What this task involves -
Below are some entries. Copy each line that holds the string "trousers".

Input material -
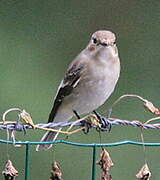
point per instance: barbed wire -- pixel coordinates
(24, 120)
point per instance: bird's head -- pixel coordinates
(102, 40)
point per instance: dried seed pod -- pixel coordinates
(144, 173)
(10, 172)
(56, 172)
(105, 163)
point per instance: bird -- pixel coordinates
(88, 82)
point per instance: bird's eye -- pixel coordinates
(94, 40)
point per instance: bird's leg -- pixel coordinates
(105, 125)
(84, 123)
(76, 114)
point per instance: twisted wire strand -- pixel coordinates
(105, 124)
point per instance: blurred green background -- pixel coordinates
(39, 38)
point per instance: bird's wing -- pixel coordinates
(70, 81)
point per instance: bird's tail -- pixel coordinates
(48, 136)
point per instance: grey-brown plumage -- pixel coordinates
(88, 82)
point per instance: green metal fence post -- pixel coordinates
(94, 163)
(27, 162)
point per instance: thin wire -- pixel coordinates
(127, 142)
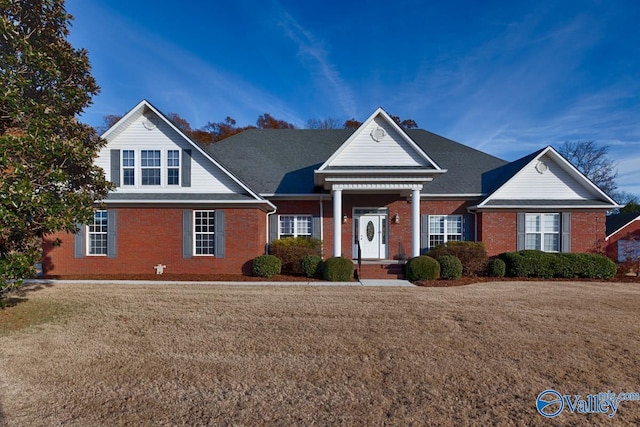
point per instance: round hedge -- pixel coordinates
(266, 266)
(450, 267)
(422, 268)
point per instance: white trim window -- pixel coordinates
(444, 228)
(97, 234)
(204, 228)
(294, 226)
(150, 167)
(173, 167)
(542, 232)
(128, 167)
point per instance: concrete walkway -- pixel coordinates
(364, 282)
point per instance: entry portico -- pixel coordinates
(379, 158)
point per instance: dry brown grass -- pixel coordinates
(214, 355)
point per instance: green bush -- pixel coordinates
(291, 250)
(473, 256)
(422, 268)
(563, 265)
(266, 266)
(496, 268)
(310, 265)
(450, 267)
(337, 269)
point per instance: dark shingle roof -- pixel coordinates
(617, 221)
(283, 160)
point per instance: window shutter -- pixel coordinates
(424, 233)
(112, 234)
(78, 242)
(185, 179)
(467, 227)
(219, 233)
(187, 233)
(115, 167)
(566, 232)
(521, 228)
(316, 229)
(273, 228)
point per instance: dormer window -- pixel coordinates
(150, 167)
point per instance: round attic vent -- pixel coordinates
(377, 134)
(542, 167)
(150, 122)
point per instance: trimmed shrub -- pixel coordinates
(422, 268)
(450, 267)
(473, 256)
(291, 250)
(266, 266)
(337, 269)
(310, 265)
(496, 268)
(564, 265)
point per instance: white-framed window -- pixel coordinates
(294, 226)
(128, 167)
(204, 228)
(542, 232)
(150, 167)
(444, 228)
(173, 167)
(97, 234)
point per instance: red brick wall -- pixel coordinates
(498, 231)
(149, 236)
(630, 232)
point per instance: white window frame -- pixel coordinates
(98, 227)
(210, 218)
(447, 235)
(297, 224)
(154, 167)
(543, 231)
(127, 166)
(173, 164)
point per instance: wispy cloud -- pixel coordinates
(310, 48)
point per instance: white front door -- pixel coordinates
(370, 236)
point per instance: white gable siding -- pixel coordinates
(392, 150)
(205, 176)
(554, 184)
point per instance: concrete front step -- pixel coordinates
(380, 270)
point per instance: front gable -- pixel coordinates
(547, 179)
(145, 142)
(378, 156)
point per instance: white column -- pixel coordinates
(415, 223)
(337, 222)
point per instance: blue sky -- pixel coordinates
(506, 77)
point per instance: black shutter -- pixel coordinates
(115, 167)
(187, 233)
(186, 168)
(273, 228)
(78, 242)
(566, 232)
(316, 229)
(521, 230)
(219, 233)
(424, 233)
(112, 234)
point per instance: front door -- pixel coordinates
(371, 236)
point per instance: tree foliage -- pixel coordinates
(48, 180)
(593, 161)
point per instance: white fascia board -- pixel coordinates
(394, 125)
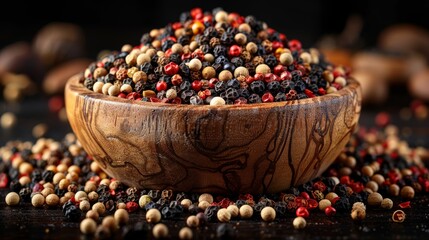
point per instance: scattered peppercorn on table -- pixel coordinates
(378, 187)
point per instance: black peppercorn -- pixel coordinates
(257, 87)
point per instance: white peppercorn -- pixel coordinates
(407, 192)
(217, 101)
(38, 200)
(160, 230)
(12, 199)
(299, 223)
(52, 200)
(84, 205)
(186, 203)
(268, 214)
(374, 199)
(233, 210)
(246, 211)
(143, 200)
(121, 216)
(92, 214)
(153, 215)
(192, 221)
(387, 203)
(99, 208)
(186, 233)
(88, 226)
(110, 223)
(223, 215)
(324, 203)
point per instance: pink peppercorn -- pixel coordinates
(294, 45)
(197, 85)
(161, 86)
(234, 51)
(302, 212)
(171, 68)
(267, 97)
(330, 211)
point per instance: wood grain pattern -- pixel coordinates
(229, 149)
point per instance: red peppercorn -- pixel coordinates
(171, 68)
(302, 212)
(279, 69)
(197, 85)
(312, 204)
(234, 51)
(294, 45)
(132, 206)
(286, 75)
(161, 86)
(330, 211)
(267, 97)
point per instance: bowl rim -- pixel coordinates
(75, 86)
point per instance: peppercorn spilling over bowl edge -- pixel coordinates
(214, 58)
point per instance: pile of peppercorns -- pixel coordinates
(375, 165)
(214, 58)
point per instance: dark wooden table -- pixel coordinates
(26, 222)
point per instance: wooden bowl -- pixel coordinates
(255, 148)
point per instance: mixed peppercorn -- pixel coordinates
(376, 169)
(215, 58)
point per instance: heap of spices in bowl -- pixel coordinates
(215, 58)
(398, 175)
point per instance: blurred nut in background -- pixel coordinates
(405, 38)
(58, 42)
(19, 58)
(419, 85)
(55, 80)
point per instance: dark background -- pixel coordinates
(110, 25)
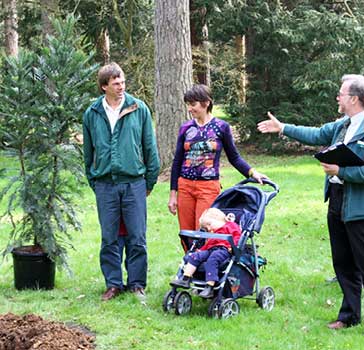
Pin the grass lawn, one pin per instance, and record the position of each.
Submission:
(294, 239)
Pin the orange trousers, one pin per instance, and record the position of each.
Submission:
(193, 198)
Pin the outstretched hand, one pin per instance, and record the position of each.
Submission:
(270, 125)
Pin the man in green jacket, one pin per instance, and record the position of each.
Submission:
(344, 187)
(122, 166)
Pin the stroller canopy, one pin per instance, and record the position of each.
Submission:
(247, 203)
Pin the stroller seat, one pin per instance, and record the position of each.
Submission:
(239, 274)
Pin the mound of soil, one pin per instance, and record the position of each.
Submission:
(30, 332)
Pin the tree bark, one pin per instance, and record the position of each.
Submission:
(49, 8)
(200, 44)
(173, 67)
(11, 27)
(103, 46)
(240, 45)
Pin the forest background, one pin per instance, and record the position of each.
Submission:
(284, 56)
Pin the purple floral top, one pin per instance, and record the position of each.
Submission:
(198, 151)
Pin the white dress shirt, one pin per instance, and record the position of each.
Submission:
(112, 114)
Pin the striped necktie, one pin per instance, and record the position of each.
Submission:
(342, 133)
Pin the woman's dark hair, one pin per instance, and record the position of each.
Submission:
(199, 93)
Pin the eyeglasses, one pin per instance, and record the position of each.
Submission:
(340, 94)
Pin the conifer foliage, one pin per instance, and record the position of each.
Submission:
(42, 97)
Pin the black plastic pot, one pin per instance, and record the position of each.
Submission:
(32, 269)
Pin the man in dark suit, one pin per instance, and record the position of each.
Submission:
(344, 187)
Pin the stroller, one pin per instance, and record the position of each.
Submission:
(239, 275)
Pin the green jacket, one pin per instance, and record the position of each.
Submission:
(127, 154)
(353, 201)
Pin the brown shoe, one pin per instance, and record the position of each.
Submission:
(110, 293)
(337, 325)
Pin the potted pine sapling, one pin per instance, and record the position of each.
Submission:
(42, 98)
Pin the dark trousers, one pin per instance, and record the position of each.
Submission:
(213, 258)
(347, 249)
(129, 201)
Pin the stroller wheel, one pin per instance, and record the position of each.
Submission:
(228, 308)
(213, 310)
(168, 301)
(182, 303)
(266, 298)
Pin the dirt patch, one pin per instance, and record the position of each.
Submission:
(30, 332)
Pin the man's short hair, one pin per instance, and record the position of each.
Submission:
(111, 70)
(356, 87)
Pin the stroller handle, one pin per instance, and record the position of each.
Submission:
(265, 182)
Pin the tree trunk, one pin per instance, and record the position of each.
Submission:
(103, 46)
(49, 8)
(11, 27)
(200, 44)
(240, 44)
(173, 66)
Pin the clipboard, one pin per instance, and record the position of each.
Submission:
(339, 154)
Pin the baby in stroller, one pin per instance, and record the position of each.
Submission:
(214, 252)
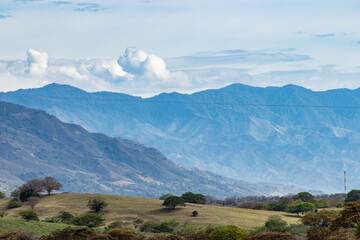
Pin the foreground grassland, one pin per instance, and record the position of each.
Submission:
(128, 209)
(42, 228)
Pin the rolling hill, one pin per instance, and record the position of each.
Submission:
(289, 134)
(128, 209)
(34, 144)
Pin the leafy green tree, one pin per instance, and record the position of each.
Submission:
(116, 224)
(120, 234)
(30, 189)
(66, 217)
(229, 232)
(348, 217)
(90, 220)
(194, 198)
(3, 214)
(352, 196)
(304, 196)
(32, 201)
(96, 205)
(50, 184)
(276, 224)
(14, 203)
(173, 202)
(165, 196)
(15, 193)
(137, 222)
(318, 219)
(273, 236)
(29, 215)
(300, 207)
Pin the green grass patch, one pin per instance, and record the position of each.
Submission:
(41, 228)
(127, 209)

The answer -
Pin the orange trousers, one pin per instance, and record the position of each.
Pin the dark trousers, one pin per instance, and record the position of each.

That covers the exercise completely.